### SUPPLIED TEXT

You Want a Decade List? David Picks Seven Favorites

Countless people have been pimping their Best Films of the Decade lists for so long now it feels like I read the first one when Al Gore still had a shot at the presidency. Yet, I’m more cautious than most and held off until the ball dropped on 2009. In the age of Netflix streaming who knows what brilliant movie I could have stumbled upon during the last days of the decade? Maybe one that redefines everything I feel about cinema. You never know.

This isn’t a Top 10, or 25, or 100, or a 1,125 list. These select films are my essentials from 2000 through 2009. However, I’m not saying the following are the only masterpieces of the 00s. That’d be silly. Rather, these are only the films I had enough confidence in to pull together and refer to them as a list. I tried ranking movies, but after slot number 7 the list became as unmanageable as a ball of syrup. It was a 25-way tie for the 8th spot. So screw it. I’m not even going to bother with those films and I’m not going to bother with numbers, even though the final film mentioned is easily my favorite. Beyond that, let’s just say there were dozens of great movies released in the last 10 years — both studio and independently produced — and anyone who tells you different about this decade is a miserable crank.

So let’s get on with it. Let me know in the comments what your favorite films from the last 10 years were and whether or not I’m foolish in thinking any of the following movies deserve to be loved by any sane human being.

THERE WILL BE BLOOD

Plenty of movies examined capitalism and/or religion during the last decade, but none did so with such epic, scathing nihilism as Paul Thomas Anderson’s There Will Be Blood. Daniel Day-Lewis gave us the character and performance of the decade with Daniel Plainview, a vile embodiment of greed for greed’s sake – a prototype of the Gordon Gekkos of the world – and ultimately an allegorical Antichrist who corrupts and kills Christianity and replaces it with capitalism – America’s true religion. The film is a funeral song for America.

KILL BILL

Kill Bill (I think of volumes one and two as one film) is a love letter to cinema fanboys of the world. It’s a stylish, endlessly entertaining amalgamation of samurai/chop socky/spaghetti western/horror/female revenge genres. It’s arguably the most fun film of the decade. The brilliance of Tarantino’s Kill Bill lies not in its visceral fight scenes, but rather in how it transcends its roots and balloons into an utterly subversive yet earnest love story. The film would have cracked like a hollow stick if Tarantino failed at imbuing it with emotional resonance.

(Point annotation dataset entries)
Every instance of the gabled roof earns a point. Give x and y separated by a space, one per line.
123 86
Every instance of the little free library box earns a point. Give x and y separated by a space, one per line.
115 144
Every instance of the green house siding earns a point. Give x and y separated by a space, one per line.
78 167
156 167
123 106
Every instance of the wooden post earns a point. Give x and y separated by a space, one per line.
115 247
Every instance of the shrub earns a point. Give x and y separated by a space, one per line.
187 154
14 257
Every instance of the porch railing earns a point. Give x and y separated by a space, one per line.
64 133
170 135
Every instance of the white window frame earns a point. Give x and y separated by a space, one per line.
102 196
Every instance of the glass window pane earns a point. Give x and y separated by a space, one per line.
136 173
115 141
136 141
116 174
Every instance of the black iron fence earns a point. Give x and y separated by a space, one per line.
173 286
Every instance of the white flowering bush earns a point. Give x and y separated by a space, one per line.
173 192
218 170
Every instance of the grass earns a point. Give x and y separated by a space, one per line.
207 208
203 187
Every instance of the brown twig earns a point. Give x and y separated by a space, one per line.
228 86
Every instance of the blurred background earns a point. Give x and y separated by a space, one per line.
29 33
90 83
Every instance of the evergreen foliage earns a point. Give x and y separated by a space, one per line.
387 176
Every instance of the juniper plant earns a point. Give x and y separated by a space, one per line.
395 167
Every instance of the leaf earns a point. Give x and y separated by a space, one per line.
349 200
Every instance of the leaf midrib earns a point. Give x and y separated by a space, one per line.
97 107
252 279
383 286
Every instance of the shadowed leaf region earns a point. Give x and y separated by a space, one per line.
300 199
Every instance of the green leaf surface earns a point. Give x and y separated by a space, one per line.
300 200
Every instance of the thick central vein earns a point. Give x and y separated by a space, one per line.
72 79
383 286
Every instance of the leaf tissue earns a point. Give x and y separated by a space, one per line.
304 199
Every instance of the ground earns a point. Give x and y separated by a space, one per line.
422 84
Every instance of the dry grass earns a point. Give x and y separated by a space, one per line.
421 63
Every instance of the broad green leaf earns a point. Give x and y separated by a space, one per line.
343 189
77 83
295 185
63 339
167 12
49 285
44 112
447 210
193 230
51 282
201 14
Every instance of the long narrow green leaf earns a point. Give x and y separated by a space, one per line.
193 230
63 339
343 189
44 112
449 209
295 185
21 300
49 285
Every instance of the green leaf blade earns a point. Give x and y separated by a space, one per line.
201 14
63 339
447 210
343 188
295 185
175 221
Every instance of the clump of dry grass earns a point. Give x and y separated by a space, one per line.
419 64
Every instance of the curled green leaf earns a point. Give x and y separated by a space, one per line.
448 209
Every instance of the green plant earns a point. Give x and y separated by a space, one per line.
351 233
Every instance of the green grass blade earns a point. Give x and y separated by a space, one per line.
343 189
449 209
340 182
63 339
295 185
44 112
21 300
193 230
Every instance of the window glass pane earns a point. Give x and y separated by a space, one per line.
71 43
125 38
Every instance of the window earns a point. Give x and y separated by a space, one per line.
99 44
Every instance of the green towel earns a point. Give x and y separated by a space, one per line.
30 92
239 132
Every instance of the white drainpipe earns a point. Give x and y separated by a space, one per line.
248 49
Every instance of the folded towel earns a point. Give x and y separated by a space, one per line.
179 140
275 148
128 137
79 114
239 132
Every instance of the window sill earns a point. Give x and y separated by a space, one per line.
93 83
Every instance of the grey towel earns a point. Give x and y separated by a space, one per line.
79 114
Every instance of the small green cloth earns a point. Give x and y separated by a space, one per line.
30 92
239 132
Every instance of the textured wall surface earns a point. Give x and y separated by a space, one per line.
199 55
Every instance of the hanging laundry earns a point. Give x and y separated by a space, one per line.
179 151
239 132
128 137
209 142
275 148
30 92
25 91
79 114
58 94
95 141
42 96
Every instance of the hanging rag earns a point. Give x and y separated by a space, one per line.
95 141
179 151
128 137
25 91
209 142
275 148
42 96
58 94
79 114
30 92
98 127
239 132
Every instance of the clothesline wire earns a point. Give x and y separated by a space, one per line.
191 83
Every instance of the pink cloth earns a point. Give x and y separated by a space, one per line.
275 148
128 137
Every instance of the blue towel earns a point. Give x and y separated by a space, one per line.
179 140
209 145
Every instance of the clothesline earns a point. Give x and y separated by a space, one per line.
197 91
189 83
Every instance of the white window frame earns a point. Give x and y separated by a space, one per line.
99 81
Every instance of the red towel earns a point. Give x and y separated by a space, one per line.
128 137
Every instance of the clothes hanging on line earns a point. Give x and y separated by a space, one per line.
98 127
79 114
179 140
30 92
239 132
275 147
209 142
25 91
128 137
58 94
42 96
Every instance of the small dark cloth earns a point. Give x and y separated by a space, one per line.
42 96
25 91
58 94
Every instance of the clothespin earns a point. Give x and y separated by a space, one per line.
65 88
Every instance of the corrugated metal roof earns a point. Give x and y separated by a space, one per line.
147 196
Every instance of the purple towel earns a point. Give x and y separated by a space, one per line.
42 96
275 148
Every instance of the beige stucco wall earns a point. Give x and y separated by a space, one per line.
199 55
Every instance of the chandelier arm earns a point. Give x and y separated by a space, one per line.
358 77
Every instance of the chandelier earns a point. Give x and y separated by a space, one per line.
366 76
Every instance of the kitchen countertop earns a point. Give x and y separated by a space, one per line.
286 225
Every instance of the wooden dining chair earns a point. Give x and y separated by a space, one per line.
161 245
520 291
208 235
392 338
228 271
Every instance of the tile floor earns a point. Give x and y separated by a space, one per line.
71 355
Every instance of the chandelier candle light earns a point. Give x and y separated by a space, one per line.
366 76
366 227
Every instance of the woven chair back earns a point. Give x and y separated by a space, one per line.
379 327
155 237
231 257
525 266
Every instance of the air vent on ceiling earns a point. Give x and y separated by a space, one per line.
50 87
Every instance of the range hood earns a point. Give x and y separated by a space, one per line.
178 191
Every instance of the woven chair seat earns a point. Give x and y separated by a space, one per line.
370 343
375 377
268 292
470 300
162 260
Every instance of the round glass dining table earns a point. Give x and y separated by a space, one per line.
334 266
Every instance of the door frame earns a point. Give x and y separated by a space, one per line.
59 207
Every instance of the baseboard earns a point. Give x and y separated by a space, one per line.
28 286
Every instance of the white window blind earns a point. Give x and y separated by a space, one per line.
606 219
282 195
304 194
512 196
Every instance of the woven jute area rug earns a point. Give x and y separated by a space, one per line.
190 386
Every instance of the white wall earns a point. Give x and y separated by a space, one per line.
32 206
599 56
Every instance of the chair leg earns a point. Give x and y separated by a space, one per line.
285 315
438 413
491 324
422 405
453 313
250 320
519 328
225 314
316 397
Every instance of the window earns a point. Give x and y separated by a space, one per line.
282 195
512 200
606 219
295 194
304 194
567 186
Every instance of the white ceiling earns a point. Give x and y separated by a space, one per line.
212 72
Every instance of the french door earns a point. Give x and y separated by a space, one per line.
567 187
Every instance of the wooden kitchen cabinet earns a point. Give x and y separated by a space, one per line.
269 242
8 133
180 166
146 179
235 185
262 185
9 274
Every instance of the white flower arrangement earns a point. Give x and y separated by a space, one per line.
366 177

### WRITTEN TASKS
1. Reproduce the decade film list word for word, starting at the words "You Want a Decade" and stopping after "You never know.".
2. Take the decade film list further by writing on from its last sentence.
The entries are separate material and have no connection to the decade film list.

### RESULTS BY TASK
1.
You Want a Decade List? David Picks Seven Favorites

Countless people have been pimping their Best Films of the Decade lists for so long now it feels like I read the first one when Al Gore still had a shot at the presidency. Yet, I’m more cautious than most and held off until the ball dropped on 2009. In the age of Netflix streaming who knows what brilliant movie I could have stumbled upon during the last days of the decade? Maybe one that redefines everything I feel about cinema. You never know.

2.
25TH HOUR

The characters, performances, writing, cinematography, pace, the extraordinary moving score, pretty much everything click together perfectly in Spike Lee’s 25th Hour. Here’s such a superb drama that the weakest scenes are still stellar and the finest scenes are works of art.

Most point to the infamous Fuck You monologue as the film’s supreme moment. Fair enough. It’s a showstopper, an utterly savage encapsulation of post-9/11 anxiety. Personally though, I feel the film hits its emotional pinnacle during the closing moments as Brian Cox delivers a 10-minute monologue (watch to the right) over a montage in which Edward Norton seems to go on the lam and start a new life out west. At first, it appears as if it’s really happening. Then Lee subtly begins layering the scene with idyllic Americana iconography that feels too perfect, too cinematic, too dream-like until we’re left with just a fantasy. A life that never happened. It’s a devastating conclusion.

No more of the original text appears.